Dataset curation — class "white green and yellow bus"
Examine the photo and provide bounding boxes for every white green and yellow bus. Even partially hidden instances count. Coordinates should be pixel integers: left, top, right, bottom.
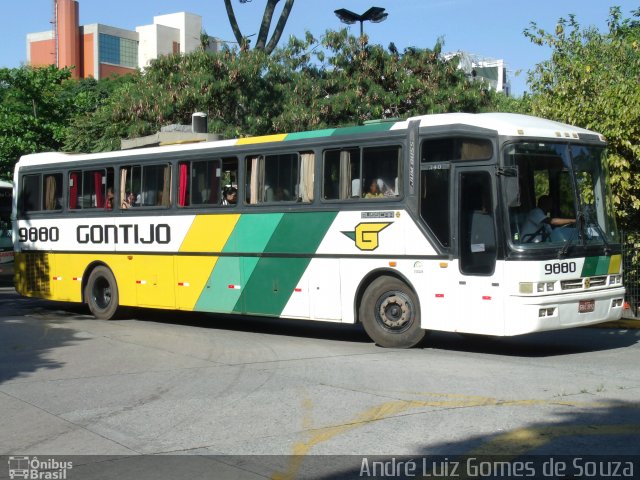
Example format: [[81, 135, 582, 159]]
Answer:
[[13, 113, 624, 347], [0, 180, 13, 278]]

TO DO -
Echo the records word for word, beginning at their first line and stopping after the line that contains "Examine the photo".

TASK RESPONSE -
Dataset curation — class "white green and yellow bus"
Examine the photo and provide bounding boxes for every white green and yellow bus. Even partially hidden instances count. Coordinates should be pixel integers: left, top, right, bottom.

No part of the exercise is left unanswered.